→ Brief 1:
Summarize the Alaska post below in two sentences.

→ Given passage:
-- START --
Thursday, July 30, 2009

Alaska Trip, Part I

Alaska is a place of wonderment, a vast wide-ranging territory, unspoiled and with beauty so breathtaking that these mere words cannot describe the grandeur. From frigid streams and lakes to coastal waterways and racing rivers, from glacier-carved fjords and forested islands to the rugged slopes and granite cliffs with cascading waterfalls, wilderness as far as the eye can see, and from plains to oceans and expansive glaciers and the frozen tundra. Truly God's country!

According to the U.S. Census Bureau, the population is 686,293 people, of which 15.2% are American Indian and Alaska Native persons. The state has 589,194 square miles, is one-fifth the size of the U.S. and has the largest state park system with 3.2 million acres, and a coastline longer than all the other U.S. states combined.
-- END --
→ The input:
-- START --
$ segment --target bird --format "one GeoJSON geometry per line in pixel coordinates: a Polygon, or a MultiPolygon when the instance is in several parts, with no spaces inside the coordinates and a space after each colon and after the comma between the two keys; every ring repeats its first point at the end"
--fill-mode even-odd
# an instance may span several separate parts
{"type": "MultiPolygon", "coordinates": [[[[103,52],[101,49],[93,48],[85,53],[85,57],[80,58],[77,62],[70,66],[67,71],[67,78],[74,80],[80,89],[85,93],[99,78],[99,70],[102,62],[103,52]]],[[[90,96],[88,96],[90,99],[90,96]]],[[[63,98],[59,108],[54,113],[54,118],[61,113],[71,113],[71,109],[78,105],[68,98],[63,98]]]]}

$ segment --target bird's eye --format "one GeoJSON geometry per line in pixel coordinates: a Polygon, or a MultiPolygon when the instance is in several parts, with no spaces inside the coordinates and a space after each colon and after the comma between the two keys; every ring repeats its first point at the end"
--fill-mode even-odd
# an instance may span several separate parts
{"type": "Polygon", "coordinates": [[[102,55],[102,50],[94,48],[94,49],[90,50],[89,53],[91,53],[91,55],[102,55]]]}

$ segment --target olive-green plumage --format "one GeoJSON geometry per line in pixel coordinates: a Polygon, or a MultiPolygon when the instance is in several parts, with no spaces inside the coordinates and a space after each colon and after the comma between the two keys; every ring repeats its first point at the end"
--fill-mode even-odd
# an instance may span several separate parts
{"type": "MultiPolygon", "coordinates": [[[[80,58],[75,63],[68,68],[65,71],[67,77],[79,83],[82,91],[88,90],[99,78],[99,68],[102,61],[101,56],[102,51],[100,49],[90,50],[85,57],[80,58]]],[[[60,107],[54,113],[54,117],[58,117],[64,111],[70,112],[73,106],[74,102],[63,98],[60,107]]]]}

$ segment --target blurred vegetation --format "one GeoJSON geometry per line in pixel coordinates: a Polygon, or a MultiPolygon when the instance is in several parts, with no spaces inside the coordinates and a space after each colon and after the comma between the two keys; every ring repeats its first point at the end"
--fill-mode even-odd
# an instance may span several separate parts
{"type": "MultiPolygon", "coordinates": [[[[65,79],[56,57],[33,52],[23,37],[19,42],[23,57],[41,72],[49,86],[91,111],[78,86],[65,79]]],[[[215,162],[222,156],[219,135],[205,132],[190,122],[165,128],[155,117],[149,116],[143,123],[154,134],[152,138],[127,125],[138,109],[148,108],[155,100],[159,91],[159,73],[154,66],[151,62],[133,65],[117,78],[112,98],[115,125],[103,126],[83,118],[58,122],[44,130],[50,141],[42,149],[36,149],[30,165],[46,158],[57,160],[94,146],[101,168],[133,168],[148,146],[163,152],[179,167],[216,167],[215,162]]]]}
-- END --
→ Brief 2:
Copy out the entries word for word, starting at the line containing "segment --target bird's" and ending at the end of the entries.

→ Result 1:
Alaska is described as a vast, unspoiled territory whose landscapes, from streams, fjords and waterfalls to glaciers and frozen tundra, are too beautiful for words to capture. Census figures put its population at 686,293, with 15.2% American Indian and Alaska Native, and the state covers 589,194 square miles, has the largest state park system at 3.2 million acres, and has a coastline longer than all other U.S. states combined.

→ Result 2:
$ segment --target bird's eye --format "one GeoJSON geometry per line in pixel coordinates: a Polygon, or a MultiPolygon when the instance is in several parts, with no spaces inside the coordinates and a space after each colon and after the comma between the two keys; every ring repeats its first point at the end"
--fill-mode even-odd
# an instance may span several separate parts
{"type": "Polygon", "coordinates": [[[102,55],[102,50],[94,48],[94,49],[90,50],[89,53],[91,53],[91,55],[102,55]]]}

$ segment --target olive-green plumage --format "one GeoJSON geometry per line in pixel coordinates: a Polygon, or a MultiPolygon when the instance is in several parts, with no spaces inside the coordinates and a space after each colon and after the comma between the two keys; every ring repeats its first point at the end"
--fill-mode even-odd
# an instance may span several separate parts
{"type": "MultiPolygon", "coordinates": [[[[80,58],[75,63],[68,68],[65,71],[67,77],[79,83],[82,91],[88,90],[99,78],[99,68],[102,61],[101,56],[102,51],[100,49],[90,50],[85,57],[80,58]]],[[[60,107],[54,113],[54,117],[58,117],[64,111],[70,112],[73,106],[74,102],[63,98],[60,107]]]]}

$ segment --target blurred vegetation --format "one GeoJSON geometry per line in pixel coordinates: a Polygon, or a MultiPolygon when the instance is in several parts, with no spaces inside the coordinates and a space after each colon and after the comma between the two keys; every ring repeats its first point at the end"
--fill-mode even-odd
# an instance may span several separate parts
{"type": "MultiPolygon", "coordinates": [[[[65,79],[56,57],[33,52],[23,37],[19,42],[23,57],[41,72],[49,86],[91,111],[78,86],[65,79]]],[[[215,162],[222,156],[219,135],[205,132],[190,122],[165,128],[155,117],[149,116],[143,123],[154,134],[152,138],[127,125],[138,109],[148,108],[155,100],[159,91],[159,73],[154,66],[151,62],[133,65],[117,78],[112,98],[115,125],[103,126],[83,118],[58,122],[44,130],[50,141],[42,149],[36,149],[30,165],[46,158],[57,160],[94,146],[101,168],[133,168],[148,146],[163,152],[179,167],[216,167],[215,162]]]]}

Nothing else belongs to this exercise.